- WORK ITEM
Nothing in the records may be dropped. Retype them all exactly.

━━━ ENTRIES PROVIDED

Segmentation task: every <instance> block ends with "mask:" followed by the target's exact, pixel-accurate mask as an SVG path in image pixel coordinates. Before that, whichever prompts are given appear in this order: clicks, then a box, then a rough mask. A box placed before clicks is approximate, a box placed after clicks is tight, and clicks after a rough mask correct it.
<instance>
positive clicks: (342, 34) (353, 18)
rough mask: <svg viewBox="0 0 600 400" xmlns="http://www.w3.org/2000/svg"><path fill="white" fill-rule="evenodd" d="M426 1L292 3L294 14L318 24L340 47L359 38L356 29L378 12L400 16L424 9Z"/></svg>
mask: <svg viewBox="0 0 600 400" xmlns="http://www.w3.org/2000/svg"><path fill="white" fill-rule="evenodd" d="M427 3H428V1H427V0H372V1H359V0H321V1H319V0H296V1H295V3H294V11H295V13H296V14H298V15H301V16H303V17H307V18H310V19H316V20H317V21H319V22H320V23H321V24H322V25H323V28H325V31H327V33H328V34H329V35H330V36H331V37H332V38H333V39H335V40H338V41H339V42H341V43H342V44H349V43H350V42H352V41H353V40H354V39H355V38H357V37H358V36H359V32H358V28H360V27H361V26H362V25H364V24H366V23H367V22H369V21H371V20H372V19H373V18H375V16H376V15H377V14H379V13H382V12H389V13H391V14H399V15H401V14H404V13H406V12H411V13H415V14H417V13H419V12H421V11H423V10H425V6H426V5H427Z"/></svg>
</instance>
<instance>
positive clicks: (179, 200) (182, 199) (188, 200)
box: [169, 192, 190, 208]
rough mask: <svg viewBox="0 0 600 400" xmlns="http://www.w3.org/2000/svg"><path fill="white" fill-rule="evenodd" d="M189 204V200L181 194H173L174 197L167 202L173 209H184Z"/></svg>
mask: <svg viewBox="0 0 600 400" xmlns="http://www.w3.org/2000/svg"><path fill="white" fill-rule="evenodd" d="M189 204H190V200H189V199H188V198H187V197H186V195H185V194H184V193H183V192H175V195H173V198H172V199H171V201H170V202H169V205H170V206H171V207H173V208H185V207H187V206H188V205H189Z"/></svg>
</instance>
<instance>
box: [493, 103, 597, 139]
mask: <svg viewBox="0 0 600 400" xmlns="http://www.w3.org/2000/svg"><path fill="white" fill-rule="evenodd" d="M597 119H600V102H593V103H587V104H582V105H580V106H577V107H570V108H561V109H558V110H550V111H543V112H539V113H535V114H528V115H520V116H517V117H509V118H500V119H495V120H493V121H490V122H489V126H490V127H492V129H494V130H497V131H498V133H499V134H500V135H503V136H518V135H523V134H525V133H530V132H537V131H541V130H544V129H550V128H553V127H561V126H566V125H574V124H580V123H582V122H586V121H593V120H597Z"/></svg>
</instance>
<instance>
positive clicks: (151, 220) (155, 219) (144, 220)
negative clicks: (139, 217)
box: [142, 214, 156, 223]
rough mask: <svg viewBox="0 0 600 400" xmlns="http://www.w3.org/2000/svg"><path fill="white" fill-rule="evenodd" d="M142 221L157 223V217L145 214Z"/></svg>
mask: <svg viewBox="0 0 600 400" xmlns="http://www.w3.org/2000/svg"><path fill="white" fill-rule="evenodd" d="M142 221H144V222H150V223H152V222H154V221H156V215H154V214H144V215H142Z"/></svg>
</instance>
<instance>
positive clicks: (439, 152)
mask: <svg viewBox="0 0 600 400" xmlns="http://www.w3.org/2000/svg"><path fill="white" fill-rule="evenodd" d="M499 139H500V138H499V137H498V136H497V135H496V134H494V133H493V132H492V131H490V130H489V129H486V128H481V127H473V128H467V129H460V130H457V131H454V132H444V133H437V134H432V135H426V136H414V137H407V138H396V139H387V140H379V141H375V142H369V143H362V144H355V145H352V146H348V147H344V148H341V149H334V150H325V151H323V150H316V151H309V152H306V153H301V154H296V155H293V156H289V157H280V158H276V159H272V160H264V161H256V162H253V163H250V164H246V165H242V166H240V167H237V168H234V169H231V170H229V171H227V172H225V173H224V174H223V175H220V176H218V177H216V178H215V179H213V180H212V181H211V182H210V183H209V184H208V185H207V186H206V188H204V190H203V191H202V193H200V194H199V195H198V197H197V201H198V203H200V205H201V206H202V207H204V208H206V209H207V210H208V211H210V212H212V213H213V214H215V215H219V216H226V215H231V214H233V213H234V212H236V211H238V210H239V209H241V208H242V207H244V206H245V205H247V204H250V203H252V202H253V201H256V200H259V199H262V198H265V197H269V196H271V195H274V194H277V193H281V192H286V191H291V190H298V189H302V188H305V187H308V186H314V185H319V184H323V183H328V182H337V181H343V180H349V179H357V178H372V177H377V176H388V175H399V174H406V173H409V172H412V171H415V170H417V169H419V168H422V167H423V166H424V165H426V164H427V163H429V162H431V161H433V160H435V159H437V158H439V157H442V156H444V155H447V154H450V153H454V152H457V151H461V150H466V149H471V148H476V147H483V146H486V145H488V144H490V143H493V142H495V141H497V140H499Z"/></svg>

━━━━━━

- RESPONSE BELOW
Segmentation task: every <instance> block ends with "mask:" followed by the target's exact, pixel-accurate mask as an SVG path in image pixel coordinates. Before that, whichever prompts are given appear in this order: clicks, then a box, then a rough mask. A box placed before clicks is approximate, a box placed after clicks is tight, and clicks after a rough mask correct it.
<instance>
positive clicks: (342, 34) (353, 18)
rough mask: <svg viewBox="0 0 600 400" xmlns="http://www.w3.org/2000/svg"><path fill="white" fill-rule="evenodd" d="M426 1L292 3L294 14L318 24L340 47L359 38L356 29L378 12L400 16L424 9Z"/></svg>
mask: <svg viewBox="0 0 600 400" xmlns="http://www.w3.org/2000/svg"><path fill="white" fill-rule="evenodd" d="M427 3H428V1H427V0H372V1H359V0H321V1H319V0H296V1H295V3H294V11H295V13H296V14H298V15H301V16H303V17H307V18H310V19H316V20H317V21H319V22H320V23H321V24H322V25H323V28H325V31H327V33H328V34H329V35H330V36H331V37H332V38H333V39H335V40H338V41H339V42H341V43H342V44H349V43H350V42H352V41H353V40H354V39H355V38H357V37H358V36H359V32H358V28H360V27H361V26H362V25H364V24H366V23H367V22H369V21H371V20H372V19H373V18H375V16H376V15H377V14H379V13H382V12H389V13H391V14H399V15H401V14H404V13H406V12H411V13H415V14H417V13H419V12H421V11H423V10H425V6H426V5H427Z"/></svg>
</instance>
<instance>
positive clicks: (179, 200) (182, 199) (188, 200)
box: [169, 192, 190, 208]
rough mask: <svg viewBox="0 0 600 400" xmlns="http://www.w3.org/2000/svg"><path fill="white" fill-rule="evenodd" d="M189 204V200L181 194H173L174 197L167 202L173 209H184Z"/></svg>
mask: <svg viewBox="0 0 600 400" xmlns="http://www.w3.org/2000/svg"><path fill="white" fill-rule="evenodd" d="M189 204H190V200H189V199H188V198H187V197H186V195H185V194H184V193H183V192H175V195H173V198H172V199H171V201H170V202H169V205H170V206H171V207H173V208H185V207H187V206H188V205H189Z"/></svg>
</instance>
<instance>
box: [493, 103, 597, 139]
mask: <svg viewBox="0 0 600 400" xmlns="http://www.w3.org/2000/svg"><path fill="white" fill-rule="evenodd" d="M597 119H600V102H593V103H587V104H582V105H580V106H577V107H570V108H561V109H558V110H550V111H543V112H539V113H535V114H528V115H520V116H517V117H509V118H500V119H495V120H493V121H490V122H489V126H490V127H492V129H494V130H497V131H498V133H499V134H500V135H503V136H518V135H523V134H525V133H530V132H537V131H541V130H544V129H550V128H553V127H561V126H566V125H574V124H580V123H582V122H586V121H593V120H597Z"/></svg>
</instance>
<instance>
positive clicks: (151, 220) (155, 219) (144, 220)
negative clicks: (139, 217)
box: [142, 214, 156, 223]
rough mask: <svg viewBox="0 0 600 400" xmlns="http://www.w3.org/2000/svg"><path fill="white" fill-rule="evenodd" d="M142 221L157 223V217L145 214Z"/></svg>
mask: <svg viewBox="0 0 600 400" xmlns="http://www.w3.org/2000/svg"><path fill="white" fill-rule="evenodd" d="M142 221H144V222H150V223H152V222H154V221H156V215H154V214H144V215H142Z"/></svg>
</instance>
<instance>
positive clicks: (439, 152)
mask: <svg viewBox="0 0 600 400" xmlns="http://www.w3.org/2000/svg"><path fill="white" fill-rule="evenodd" d="M499 139H500V138H499V137H498V136H497V135H496V134H494V133H493V132H492V131H490V130H489V129H486V128H481V127H473V128H467V129H460V130H457V131H454V132H444V133H437V134H432V135H426V136H414V137H407V138H396V139H387V140H379V141H375V142H369V143H362V144H355V145H352V146H348V147H344V148H341V149H334V150H325V151H323V150H316V151H309V152H306V153H301V154H296V155H293V156H289V157H280V158H276V159H272V160H264V161H256V162H253V163H250V164H246V165H242V166H240V167H237V168H234V169H231V170H229V171H227V172H225V173H224V174H223V175H220V176H218V177H216V178H215V179H213V180H212V181H211V182H210V183H209V184H208V185H207V186H206V188H204V190H203V191H202V193H200V194H199V195H198V197H197V201H198V203H200V205H201V206H202V207H204V208H206V209H207V210H208V211H210V212H212V213H213V214H215V215H219V216H226V215H231V214H233V213H234V212H236V211H238V210H239V209H241V208H242V207H244V206H245V205H247V204H250V203H252V202H253V201H256V200H259V199H262V198H265V197H269V196H271V195H274V194H277V193H281V192H286V191H291V190H298V189H302V188H305V187H308V186H314V185H319V184H323V183H328V182H337V181H343V180H349V179H357V178H372V177H377V176H388V175H399V174H406V173H409V172H412V171H415V170H417V169H419V168H422V167H423V166H424V165H426V164H427V163H429V162H431V161H433V160H435V159H437V158H439V157H442V156H444V155H447V154H450V153H454V152H457V151H461V150H466V149H471V148H476V147H483V146H486V145H488V144H490V143H493V142H495V141H497V140H499Z"/></svg>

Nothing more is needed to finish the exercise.